### Document segment ###

In the October 2012 issue of the Harvard Business Review, DJ Patil (2004-05 Executive Branch Fellow at Department of Defense, DoD) argued that data scientists, a term he helped coin to describe technicians who look for patterns and usable discoveries in large sets of data, have the “sexiest job of the 21st century.”
Now that organizations are swimming in information of types and sizes never before imagined, data scientists are in extremely high demand – so high that the White House named Patil its first-ever chief data scientist in February. In this role, he will establish national data-wide policies to bring data sets together, work with agencies to create best practices for data management, and recruit talent in data science for public service. In particular, he will focus on advancing precision medicine; delivering data products that integrate and usefully present information from multiple sources; and, ensuring that privacy and ethical concerns are taken into account in data science policy.
“I started out in junior college and realized I was pretty good at math,” Patil states on his LinkedIn profile. From there, he went on to earn a PhD in applied mathematics at the University of Maryland where he improved numerical weather forecasting by studying open datasets from the National Oceanic and Atmospheric Administration.

### Records supplied ###

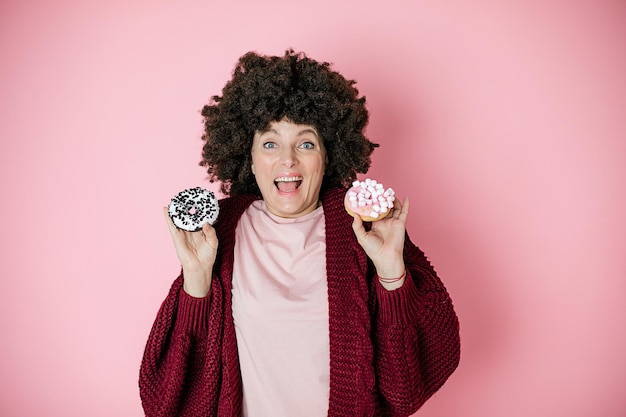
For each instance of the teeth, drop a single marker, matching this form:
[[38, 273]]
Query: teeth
[[288, 179]]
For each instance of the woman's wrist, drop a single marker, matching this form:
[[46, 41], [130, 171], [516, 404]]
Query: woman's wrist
[[392, 283]]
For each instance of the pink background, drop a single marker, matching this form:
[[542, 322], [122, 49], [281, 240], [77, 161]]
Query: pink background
[[505, 125]]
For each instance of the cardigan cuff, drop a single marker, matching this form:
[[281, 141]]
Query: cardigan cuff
[[399, 306], [193, 314]]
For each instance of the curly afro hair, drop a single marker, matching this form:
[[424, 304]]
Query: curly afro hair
[[265, 89]]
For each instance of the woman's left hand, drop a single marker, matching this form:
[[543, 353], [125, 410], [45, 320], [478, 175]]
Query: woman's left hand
[[384, 243]]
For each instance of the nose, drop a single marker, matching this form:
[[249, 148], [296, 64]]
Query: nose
[[288, 157]]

###

* Questions on the material
#1 Answer these questions about the DJ Patil passage:
(a) In which issue of the Harvard Business Review did Patil call data scientist the "sexiest job of the 21st century"?
(b) In what month did the White House name Patil its first-ever chief data scientist?
(c) At which university did Patil earn his PhD, and in what field?
#2 Please extract the DJ Patil passage from "Now that organizations" to "data science policy.", copying the wording with no changes.
#3 Continue the passage about DJ Patil from the point where it stops.
The listing has no connection to the passage about DJ Patil.

* Responses by task
#1
(a) The October 2012 issue
(b) February
(c) The University of Maryland, in applied mathematics

#2
Now that organizations are swimming in information of types and sizes never before imagined, data scientists are in extremely high demand – so high that the White House named Patil its first-ever chief data scientist in February. In this role, he will establish national data-wide policies to bring data sets together, work with agencies to create best practices for data management, and recruit talent in data science for public service. In particular, he will focus on advancing precision medicine; delivering data products that integrate and usefully present information from multiple sources; and, ensuring that privacy and ethical concerns are taken into account in data science policy.

#3
I was educated entirely on public funds, so public service has always been an important thing to me… When the President brought up the idea of having a role like this, it reaffirmed how committed this administration is to having a data driven culture. I couldn’t think of working for anybody that is that uniquely positioned to make that type of transformation. For me, that’s a chance of a lifetime.
DJ Patil, “Meet U.S. Chief Data Scientist Dr. DJ Patil,” The White House
Similar to others he hopes to recruit, Patil most recently comes from Silicon Valley with stints at tech titans including LinkedIn, Skype and eBay. Before that, he was an STPF fellow serving at DoD where he led efforts to bridge computational and social sciences in such areas as social network analysis to help foresee emerging threats. As Megan Smith, U.S. Chief Technology Officer, put it on the White House Blog (February 18, 2015), “DJ joins the White House following an incredible career as a data scientist.”